> _TASK BRIEF_
Below is a block of entries; repeat exactly the lines starting at the line that contains "like (506, 316)." and ending at the line that contains "like (366, 147).", both included.

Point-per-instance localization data
__________________________________________________

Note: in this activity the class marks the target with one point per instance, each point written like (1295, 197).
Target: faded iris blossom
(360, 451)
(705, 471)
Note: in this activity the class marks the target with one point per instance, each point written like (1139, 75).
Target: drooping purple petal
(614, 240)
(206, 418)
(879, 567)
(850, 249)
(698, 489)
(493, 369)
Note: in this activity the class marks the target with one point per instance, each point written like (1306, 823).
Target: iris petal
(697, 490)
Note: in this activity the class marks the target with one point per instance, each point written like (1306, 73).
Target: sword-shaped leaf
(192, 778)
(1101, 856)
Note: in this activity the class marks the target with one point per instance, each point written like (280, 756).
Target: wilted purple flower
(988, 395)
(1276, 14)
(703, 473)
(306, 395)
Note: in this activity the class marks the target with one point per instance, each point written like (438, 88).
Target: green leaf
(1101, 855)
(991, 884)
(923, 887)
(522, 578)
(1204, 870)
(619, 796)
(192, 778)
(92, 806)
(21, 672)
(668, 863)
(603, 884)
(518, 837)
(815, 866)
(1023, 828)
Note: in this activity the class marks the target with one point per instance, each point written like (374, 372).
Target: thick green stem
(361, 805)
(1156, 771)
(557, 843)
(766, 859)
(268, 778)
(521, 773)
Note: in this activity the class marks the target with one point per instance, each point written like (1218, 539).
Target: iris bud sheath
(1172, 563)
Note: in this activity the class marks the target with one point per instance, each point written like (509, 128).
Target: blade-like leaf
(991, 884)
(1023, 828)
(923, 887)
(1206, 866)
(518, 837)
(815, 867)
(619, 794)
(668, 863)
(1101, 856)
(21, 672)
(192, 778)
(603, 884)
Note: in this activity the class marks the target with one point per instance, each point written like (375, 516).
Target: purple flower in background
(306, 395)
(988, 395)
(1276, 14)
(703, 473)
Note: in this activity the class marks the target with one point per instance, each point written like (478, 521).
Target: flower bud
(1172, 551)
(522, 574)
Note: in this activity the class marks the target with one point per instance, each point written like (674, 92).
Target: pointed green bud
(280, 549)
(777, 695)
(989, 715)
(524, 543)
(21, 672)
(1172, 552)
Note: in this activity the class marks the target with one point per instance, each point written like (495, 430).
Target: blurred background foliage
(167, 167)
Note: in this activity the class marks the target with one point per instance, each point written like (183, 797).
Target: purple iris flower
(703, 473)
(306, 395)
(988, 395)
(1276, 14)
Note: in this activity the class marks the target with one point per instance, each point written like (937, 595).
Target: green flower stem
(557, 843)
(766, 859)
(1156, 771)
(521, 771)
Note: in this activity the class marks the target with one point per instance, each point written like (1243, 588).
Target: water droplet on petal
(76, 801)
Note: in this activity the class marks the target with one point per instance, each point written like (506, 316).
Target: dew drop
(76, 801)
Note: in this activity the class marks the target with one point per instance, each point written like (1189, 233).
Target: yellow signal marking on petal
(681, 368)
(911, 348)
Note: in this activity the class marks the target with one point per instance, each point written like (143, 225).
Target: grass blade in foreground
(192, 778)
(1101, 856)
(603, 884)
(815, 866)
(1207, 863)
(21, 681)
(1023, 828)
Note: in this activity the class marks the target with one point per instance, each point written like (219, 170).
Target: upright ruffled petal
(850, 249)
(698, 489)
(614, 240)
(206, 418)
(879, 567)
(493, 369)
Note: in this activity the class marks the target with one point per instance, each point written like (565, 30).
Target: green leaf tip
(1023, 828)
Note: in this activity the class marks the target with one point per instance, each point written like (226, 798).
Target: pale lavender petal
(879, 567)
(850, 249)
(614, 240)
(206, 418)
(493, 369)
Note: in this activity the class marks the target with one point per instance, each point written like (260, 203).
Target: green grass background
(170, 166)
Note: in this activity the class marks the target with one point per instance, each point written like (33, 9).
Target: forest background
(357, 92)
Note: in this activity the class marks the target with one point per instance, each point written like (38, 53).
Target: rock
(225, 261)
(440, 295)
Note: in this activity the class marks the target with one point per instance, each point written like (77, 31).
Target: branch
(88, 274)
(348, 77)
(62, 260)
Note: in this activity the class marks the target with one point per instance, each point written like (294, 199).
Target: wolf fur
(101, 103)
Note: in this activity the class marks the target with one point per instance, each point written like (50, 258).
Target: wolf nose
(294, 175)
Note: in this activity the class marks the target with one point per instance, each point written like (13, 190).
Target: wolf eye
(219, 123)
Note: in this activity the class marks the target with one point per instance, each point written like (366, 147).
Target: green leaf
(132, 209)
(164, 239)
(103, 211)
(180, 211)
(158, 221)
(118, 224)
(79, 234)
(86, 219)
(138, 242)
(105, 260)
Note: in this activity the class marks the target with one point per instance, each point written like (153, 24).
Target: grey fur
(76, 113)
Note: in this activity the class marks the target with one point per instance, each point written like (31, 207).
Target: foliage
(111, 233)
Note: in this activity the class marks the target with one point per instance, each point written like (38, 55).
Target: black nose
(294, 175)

__________________________________________________

> _SOLUTION_
Note: in this activity the class marks the target with one point per instance, each point written like (506, 316).
Target: dew drop
(76, 801)
Note: in this activity the class marks the target with one point per instance, each point written like (1189, 233).
Target: yellow signal marking on petal
(681, 368)
(911, 348)
Note: in this activity the class marks the target with one point per instance, each point written like (143, 225).
Target: grass blade in foreground
(192, 778)
(1101, 856)
(603, 884)
(815, 866)
(1207, 863)
(21, 681)
(1023, 828)
Note: in this activity the class marks the target with one point per instance, each point written like (219, 170).
Target: upright ruffled petal
(850, 249)
(698, 489)
(614, 240)
(206, 418)
(879, 567)
(493, 369)
Note: in this activity the class marks the target with one point per instance, each point written like (565, 30).
Target: green leaf tip
(1023, 828)
Note: in this activity the class marks the target with one point per instance, each point written like (226, 798).
Target: pale lavender petal
(879, 567)
(850, 249)
(614, 240)
(206, 418)
(493, 369)
Note: in this activity the class marks the target with one point per instance, each point written like (260, 203).
Target: green grass background
(170, 166)
Note: in this activity the class marks the target with one point per instance, each point written like (33, 9).
Target: forest background
(357, 92)
Note: in this activity the class marks the target with one point per instance, each point written like (38, 53).
Target: rock
(225, 261)
(440, 295)
Note: in this activity the class marks the target with one point per instance, each point written like (77, 31).
Target: branch
(88, 274)
(348, 77)
(62, 260)
Note: in this activity the class marks the target with one point per instance, each point written like (294, 199).
Target: wolf fur
(101, 103)
Note: in this activity the class marks the target with one point per instance, each point written like (50, 258).
Target: wolf nose
(294, 175)
Note: in this activity the class marks the target with one point per instance, each point written like (13, 190).
Target: wolf eye
(219, 123)
Note: in this activity the class marks the target with one point per instance, each point written like (366, 147).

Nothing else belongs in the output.